> [Prompt]
What is needed here is each entry reproduced exactly, without its pictures.

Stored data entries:

·····

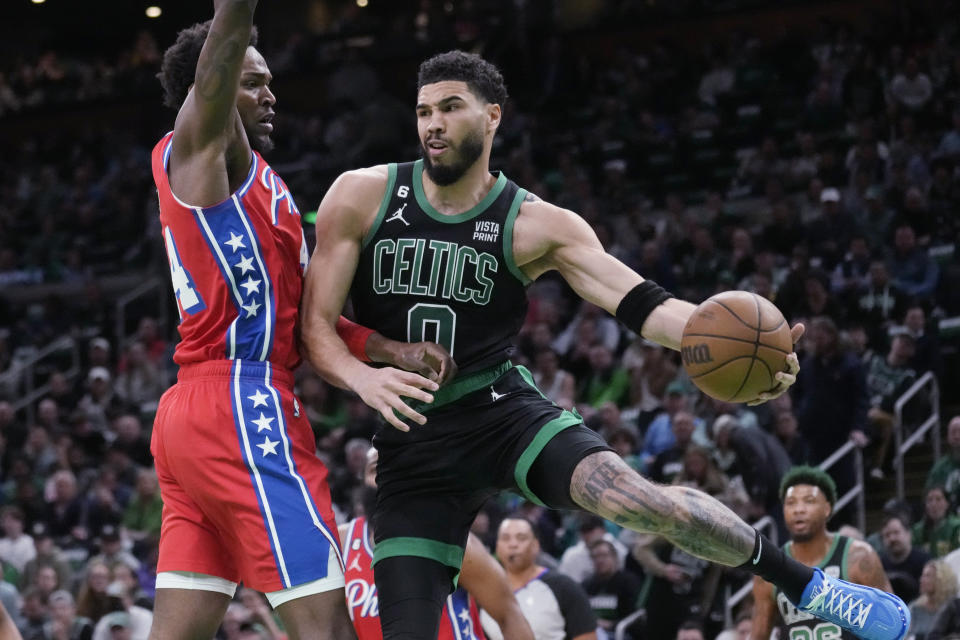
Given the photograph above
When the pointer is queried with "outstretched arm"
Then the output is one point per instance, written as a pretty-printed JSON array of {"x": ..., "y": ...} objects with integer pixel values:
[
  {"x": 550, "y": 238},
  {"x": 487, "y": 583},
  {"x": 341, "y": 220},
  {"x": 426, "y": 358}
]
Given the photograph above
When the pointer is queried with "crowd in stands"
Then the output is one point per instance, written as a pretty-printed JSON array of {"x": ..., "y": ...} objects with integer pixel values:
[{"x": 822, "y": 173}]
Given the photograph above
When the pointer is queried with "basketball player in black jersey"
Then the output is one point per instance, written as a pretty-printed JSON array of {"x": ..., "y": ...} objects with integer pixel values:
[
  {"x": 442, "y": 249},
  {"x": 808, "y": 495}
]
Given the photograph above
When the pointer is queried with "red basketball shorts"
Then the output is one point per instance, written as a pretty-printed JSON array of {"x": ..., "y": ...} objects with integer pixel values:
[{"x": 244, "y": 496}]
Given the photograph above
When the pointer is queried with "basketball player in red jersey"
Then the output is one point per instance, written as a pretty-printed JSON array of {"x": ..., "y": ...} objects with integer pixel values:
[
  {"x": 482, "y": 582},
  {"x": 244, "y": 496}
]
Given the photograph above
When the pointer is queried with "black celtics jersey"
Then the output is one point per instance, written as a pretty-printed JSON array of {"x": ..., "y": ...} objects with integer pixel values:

·····

> [Result for this task]
Given the photograph above
When the pointer is queried with "outstretched arm"
Then the output is one point per instance, written as a pretty-printed JSON array of {"x": ..., "y": ...} objects with integer pixel values:
[
  {"x": 550, "y": 238},
  {"x": 487, "y": 583},
  {"x": 341, "y": 220},
  {"x": 426, "y": 358}
]
Given the photograph above
When the pointer is queried with "crowd in stands"
Then the output is one point per instance, written as a pretty-printed JSON array of {"x": ..., "y": ...} objects with integer pixel values:
[{"x": 822, "y": 173}]
Given the photograph above
When the pointer is queried with "basketball player in black jersey"
Then the output is one point per instance, written as a pretty-printed JSON array of {"x": ..., "y": ...} objects with integer pixel values:
[
  {"x": 442, "y": 249},
  {"x": 808, "y": 495}
]
Given the photograph above
When the pointer is queried with "red basketball shorts"
Then the output is one point per instance, written as a pretty-printed JSON array of {"x": ..., "y": ...} objects with integer pixel values:
[{"x": 244, "y": 496}]
Given the photograph above
When the pointer is queried with "basketball player in red jersey"
Then the output is one point per instance, written as a pretty-printed JSON array of {"x": ..., "y": ...} objects with integer pixel values:
[
  {"x": 482, "y": 582},
  {"x": 244, "y": 496}
]
Given the photograph above
When the pointer is queried with "black celtics jersey"
Then the output is one point per instance, written as a pretty-printed JSON array of {"x": ..., "y": ...} objects with integer pixel values:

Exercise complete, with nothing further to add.